* BEGIN Input material *

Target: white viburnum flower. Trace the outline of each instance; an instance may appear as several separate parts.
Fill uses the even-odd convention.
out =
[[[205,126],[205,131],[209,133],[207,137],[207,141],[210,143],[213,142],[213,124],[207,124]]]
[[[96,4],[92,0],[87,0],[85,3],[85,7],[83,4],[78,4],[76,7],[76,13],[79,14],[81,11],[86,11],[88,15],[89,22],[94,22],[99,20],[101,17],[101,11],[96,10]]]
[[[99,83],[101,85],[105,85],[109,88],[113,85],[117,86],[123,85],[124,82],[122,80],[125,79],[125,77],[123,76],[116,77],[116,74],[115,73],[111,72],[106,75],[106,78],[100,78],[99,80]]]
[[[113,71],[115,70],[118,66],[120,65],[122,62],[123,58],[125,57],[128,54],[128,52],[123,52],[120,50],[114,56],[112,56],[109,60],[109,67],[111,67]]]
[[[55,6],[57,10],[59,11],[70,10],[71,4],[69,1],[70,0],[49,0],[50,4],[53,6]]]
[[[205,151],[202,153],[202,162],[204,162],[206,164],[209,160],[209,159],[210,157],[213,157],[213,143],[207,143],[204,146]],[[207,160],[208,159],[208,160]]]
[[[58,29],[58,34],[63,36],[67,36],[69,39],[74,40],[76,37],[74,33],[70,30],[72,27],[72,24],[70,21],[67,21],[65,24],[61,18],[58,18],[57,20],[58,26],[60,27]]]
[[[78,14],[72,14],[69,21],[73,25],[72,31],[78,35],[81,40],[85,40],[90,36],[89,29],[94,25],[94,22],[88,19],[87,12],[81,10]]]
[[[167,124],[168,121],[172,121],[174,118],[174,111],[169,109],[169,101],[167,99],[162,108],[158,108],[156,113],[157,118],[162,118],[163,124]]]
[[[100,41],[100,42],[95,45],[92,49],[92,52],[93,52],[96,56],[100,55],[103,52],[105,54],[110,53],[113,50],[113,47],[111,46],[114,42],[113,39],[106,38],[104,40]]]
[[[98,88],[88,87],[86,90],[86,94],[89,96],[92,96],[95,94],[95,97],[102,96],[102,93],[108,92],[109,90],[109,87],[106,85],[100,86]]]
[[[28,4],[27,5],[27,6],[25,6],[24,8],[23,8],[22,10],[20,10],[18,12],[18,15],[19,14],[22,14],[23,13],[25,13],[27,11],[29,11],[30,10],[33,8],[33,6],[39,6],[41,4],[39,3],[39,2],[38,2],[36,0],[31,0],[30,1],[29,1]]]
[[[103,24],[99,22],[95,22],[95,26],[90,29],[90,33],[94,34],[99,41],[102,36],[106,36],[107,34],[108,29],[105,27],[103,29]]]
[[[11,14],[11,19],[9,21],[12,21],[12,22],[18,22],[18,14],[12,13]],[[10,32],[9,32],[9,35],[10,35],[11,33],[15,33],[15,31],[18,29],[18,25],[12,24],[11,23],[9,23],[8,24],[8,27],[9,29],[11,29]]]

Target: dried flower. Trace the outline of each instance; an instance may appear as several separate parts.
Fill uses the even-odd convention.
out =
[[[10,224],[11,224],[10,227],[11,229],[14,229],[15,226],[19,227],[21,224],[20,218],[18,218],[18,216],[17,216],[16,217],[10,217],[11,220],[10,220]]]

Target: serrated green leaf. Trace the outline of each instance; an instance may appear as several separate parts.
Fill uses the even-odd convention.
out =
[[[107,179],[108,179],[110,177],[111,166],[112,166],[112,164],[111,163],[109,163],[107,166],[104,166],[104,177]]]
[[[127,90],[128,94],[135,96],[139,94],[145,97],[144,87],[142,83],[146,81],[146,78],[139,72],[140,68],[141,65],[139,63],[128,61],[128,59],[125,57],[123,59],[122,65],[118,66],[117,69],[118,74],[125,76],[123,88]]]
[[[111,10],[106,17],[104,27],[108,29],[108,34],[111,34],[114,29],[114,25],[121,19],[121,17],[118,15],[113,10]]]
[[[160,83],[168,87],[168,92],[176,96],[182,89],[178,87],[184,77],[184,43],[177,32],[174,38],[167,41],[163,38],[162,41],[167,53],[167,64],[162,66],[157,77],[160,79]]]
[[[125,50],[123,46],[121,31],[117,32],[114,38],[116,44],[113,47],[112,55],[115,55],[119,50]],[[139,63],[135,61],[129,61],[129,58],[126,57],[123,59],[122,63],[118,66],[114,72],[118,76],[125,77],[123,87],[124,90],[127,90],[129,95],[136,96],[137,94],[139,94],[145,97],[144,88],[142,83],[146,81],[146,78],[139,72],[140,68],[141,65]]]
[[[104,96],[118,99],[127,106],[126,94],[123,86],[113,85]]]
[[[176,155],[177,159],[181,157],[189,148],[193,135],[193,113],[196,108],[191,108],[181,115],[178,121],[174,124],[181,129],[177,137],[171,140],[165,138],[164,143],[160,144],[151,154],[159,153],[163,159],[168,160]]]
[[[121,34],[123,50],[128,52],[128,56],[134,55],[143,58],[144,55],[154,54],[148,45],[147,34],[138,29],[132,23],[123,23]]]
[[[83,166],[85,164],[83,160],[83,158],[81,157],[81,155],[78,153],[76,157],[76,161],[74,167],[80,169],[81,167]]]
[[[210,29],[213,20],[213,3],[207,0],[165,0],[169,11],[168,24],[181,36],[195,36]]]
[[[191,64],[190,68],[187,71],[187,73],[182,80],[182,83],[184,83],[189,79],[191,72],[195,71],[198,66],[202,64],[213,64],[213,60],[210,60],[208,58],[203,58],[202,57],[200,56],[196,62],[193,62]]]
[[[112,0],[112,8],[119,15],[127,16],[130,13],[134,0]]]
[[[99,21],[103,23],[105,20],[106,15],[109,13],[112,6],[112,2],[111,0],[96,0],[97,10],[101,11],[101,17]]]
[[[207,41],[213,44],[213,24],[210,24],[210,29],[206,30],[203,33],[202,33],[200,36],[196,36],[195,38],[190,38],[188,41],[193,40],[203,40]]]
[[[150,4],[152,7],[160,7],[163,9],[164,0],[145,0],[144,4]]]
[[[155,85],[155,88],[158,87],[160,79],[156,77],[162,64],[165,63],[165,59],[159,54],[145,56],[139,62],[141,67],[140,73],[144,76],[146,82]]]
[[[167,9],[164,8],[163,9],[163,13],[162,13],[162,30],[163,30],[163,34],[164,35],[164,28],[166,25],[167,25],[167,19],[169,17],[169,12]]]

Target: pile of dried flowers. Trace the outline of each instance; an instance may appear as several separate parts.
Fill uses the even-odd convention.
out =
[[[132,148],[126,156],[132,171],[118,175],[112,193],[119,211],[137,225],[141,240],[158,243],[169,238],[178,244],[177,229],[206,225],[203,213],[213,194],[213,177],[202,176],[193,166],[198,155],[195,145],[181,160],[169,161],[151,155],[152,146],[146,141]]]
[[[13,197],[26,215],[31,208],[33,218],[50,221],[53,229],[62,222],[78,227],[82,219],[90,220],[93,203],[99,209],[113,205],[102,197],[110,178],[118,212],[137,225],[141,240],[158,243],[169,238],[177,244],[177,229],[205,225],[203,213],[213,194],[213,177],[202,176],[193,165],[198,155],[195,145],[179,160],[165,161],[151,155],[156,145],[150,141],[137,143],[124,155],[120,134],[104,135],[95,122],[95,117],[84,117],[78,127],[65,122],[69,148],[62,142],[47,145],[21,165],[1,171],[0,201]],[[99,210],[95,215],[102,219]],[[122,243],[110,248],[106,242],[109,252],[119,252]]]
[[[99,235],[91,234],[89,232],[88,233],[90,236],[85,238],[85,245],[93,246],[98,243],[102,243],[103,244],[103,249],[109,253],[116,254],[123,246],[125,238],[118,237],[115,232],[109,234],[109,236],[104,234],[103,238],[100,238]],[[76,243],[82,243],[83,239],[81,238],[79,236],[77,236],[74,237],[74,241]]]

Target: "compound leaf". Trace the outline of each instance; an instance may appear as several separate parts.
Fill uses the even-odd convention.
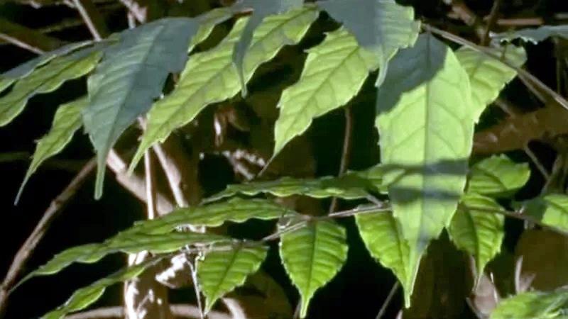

* END Input material *

Task statement:
Find every line in the records above that contains the word "Trace" with the same capitalization, and copy each of those lines.

Response for this exercise:
Target: white viburnum flower. Trace the outline of each instance; an instance may appear as several separate parts.
Target: dried flower. Trace the outline of each instance; an instance may appear as several separate parts.
Target: serrated green leaf. Trace the outline of each instance; an instance may appear as several separate parts.
Target: pile of dried flowers. Trace the outline of each instance; an instance may appear as several separate parts.
Target: "compound leaf". Trace the outline of each instance; an instance may appear as several separate parts.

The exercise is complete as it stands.